Pointing dataset entries
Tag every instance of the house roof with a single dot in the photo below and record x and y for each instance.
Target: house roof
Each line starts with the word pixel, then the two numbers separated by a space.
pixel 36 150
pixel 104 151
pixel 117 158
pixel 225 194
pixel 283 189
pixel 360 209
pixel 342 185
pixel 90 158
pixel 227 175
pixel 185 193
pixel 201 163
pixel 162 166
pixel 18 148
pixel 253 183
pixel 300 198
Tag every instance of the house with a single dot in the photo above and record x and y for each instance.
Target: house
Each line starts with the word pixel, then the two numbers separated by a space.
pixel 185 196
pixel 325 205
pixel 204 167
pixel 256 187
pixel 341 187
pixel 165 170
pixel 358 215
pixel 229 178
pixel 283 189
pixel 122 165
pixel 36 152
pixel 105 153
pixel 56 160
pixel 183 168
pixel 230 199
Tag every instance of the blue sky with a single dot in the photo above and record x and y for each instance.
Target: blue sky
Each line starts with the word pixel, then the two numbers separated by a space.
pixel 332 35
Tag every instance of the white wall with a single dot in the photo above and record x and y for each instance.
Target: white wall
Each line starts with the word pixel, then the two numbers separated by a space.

Stated task ▸
Could you update the entries above by changing every "single dot" to "single marker" and leaving everything else as it is?

Answer to the exercise ▸
Tag every instance of the house roof with a single marker in the photo below and record x and y for each instance.
Target: house roof
Each line starts with the word pixel, then the two numbers separated by a space.
pixel 36 150
pixel 104 151
pixel 117 158
pixel 225 194
pixel 283 189
pixel 360 209
pixel 342 185
pixel 90 158
pixel 227 175
pixel 185 193
pixel 201 163
pixel 162 166
pixel 18 148
pixel 253 183
pixel 300 198
Tag every instance of the house with a single marker in the photo above and record x and y for each instance.
Target: house
Each line starts with the word pixel, then the two numbers separated by a space.
pixel 185 196
pixel 325 205
pixel 204 167
pixel 256 187
pixel 341 187
pixel 165 170
pixel 358 215
pixel 229 178
pixel 283 189
pixel 122 165
pixel 36 152
pixel 105 153
pixel 56 160
pixel 183 168
pixel 230 199
Tag every instance of the blue sky with a single marker in the photo above and record x and y for each instance.
Target: blue sky
Each line starts with the word pixel, then the two numbers separated by a space.
pixel 332 35
Tag every instance of the white wall with a single marker in the photo above and record x and y for each instance.
Target: white wall
Each line starts with the word pixel, then the two numbers separated by a space.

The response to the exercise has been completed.